Retype the data that follows, keeping every character the same.
•••
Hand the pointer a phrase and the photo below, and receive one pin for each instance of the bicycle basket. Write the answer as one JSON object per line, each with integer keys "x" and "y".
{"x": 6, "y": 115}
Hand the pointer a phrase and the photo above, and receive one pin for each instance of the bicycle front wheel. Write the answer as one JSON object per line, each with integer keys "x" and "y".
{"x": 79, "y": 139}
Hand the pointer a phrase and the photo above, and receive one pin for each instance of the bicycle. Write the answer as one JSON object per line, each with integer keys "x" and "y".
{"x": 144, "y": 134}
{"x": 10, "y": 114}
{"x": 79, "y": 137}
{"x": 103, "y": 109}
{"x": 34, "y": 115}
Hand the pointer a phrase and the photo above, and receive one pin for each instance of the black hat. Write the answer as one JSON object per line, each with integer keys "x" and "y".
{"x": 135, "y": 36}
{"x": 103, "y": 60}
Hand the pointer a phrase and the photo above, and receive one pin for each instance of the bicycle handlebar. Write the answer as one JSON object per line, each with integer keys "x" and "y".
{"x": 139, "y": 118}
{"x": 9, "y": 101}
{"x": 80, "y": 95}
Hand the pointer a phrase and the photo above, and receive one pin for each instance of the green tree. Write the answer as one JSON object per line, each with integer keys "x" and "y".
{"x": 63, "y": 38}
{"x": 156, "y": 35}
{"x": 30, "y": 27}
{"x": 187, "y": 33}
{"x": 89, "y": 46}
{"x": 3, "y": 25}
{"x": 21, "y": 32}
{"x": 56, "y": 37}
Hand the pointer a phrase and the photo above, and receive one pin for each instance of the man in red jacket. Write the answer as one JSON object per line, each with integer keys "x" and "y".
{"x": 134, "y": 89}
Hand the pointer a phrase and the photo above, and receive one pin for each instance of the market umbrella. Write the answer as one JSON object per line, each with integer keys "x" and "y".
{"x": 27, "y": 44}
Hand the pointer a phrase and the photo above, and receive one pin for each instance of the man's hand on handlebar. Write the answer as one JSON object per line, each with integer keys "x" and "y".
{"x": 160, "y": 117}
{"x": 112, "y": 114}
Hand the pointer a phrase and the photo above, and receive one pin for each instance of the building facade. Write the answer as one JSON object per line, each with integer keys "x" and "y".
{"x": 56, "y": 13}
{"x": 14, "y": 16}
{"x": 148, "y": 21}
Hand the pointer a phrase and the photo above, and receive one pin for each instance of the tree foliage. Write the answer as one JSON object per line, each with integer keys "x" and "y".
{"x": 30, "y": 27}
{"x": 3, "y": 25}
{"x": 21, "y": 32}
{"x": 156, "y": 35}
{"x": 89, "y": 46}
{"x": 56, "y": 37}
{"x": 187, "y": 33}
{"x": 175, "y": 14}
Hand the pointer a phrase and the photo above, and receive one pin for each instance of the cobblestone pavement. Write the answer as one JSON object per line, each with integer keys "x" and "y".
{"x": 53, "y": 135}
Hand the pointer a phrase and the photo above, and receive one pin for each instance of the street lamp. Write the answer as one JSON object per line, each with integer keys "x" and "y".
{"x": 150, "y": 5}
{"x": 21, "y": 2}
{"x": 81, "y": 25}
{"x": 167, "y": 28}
•••
### PROBLEM SOLUTION:
Hand the pointer a phrase and the photo below, and receive one pin for each instance of the bicycle basket. Write the answer as one JSON object per line, each with integer keys "x" and "y".
{"x": 6, "y": 115}
Hand the pointer a phrase and the photo above, and receive one pin for each instance of the bicycle front wheel. Write the answer as one JSON object per line, each with integer keys "x" and "y".
{"x": 79, "y": 139}
Hand the pointer a phrase and the photo above, and receive one pin for each instance of the bicycle. Write the answer as one JSON object per line, each with integer keys "x" and "y".
{"x": 144, "y": 134}
{"x": 10, "y": 114}
{"x": 79, "y": 137}
{"x": 103, "y": 109}
{"x": 34, "y": 115}
Hand the pointer a phrase and the photo above, and receive one pin for each instance of the black hat. Write the answer as one JSON object per line, each with integer keys "x" and "y".
{"x": 135, "y": 36}
{"x": 103, "y": 60}
Hand the pointer a phrase and the photo above, and receive one pin for each instance of the bicycle handlebar. Write the answer as one JSON object per line, each with integer keys "x" and "y".
{"x": 139, "y": 118}
{"x": 9, "y": 101}
{"x": 80, "y": 95}
Hand the pointer a phrase and the photo above, and receive one pin for each instance of the green tree. Write the answer as one JSON object per line, each with integer keys "x" and "y".
{"x": 63, "y": 38}
{"x": 156, "y": 35}
{"x": 30, "y": 27}
{"x": 187, "y": 33}
{"x": 89, "y": 46}
{"x": 3, "y": 25}
{"x": 21, "y": 32}
{"x": 56, "y": 37}
Hand the pointer a phrase and the photo above, and receive one pin for each instance of the man in red jacket. Write the answer as one JSON object per line, each with integer keys "x" and "y".
{"x": 134, "y": 89}
Hand the pointer a phrase and the photo above, and receive one pin for each instance of the market umbrella. Write the answer as one JSON object per line, each with integer keys "x" and "y".
{"x": 27, "y": 44}
Hand the pointer a phrase and the photo above, and receive one pin for each instance of the man's hand on handlebar. Write the answer as one JSON object per line, each with integer keys "x" and "y".
{"x": 160, "y": 117}
{"x": 112, "y": 114}
Hand the pointer a phrase and the photo above, and receive one pin for each instance of the building facade. Write the answer as one JSON object per line, each with integer keys "x" and "y".
{"x": 56, "y": 13}
{"x": 14, "y": 16}
{"x": 148, "y": 21}
Hand the pointer a phrase and the photo above, and receive one pin for each instance of the tree foliage. Write the answer as one JSON object per line, each with integer keys "x" and "y".
{"x": 30, "y": 27}
{"x": 3, "y": 25}
{"x": 21, "y": 32}
{"x": 156, "y": 35}
{"x": 89, "y": 46}
{"x": 56, "y": 37}
{"x": 187, "y": 33}
{"x": 175, "y": 14}
Hand the pointer a phrase and the photo above, and receive one pin for each instance of the cobblestone pavement. Write the answer as one JSON object per line, each with integer keys "x" and "y".
{"x": 53, "y": 135}
Hand the pointer a phrase and the photo above, and receive one pin for each instance of the street lamp. Write the answer as one JSON object per line, each with integer keys "x" and "y".
{"x": 150, "y": 5}
{"x": 21, "y": 2}
{"x": 81, "y": 25}
{"x": 167, "y": 28}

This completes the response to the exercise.